===== Exercise material =====

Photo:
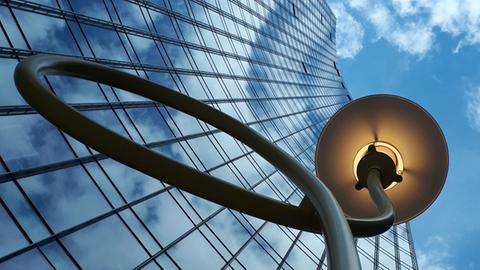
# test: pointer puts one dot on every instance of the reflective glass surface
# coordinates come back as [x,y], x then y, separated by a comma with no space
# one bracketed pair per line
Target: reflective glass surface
[269,64]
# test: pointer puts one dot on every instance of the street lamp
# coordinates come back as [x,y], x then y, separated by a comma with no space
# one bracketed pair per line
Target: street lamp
[389,135]
[380,155]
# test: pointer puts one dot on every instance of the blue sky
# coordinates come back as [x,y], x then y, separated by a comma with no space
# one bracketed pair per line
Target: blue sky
[427,51]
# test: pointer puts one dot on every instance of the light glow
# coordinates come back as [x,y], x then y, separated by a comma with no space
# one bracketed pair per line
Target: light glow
[385,148]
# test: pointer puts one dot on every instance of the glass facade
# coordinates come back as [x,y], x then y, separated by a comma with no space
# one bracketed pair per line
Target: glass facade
[270,64]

=====

[Instruction] Turn every line of the data above into a Markdown table with the columns "Row" and "Text," numbering each line and leaving out blank lines. Leave the pictures out of the answer.

[Answer to the exercise]
| Row | Text |
|---|---|
| 1 | Photo: |
| 2 | # test: pointer puts one dot on every instance of the reflective glass surface |
| 3 | # coordinates come back as [x,y], x then y, separated by a comma with no space |
| 4 | # one bracketed pair per line |
| 5 | Target: reflective glass surface |
| 6 | [269,64] |
| 7 | # test: pointer puts one dot on every instance of the street lamp |
| 8 | # coordinates come back as [x,y], x then y, separated by a comma with no space |
| 9 | # one bracketed pair per line |
| 10 | Target: street lamp |
| 11 | [389,135] |
| 12 | [380,155] |
| 13 | # test: pointer puts one dot on every instance of the blue sky |
| 14 | # coordinates come back as [x,y], x then y, separated by a comma with no space |
| 15 | # one bracketed pair per line |
| 16 | Target: blue sky |
| 17 | [427,51] |
| 18 | # test: pointer puts one dot on every instance of the light glow |
| 19 | # coordinates come back as [x,y], x then y, separated by a comma with no space |
| 20 | # one bracketed pair per line |
| 21 | Target: light glow |
| 22 | [385,148] |
| 23 | # test: pointer puts one dot on every instance of the glass facade |
| 24 | # coordinates come back as [x,y], x then y, separated by a comma with no space |
| 25 | # one bracketed pair per line |
| 26 | Target: glass facade |
| 27 | [270,64] |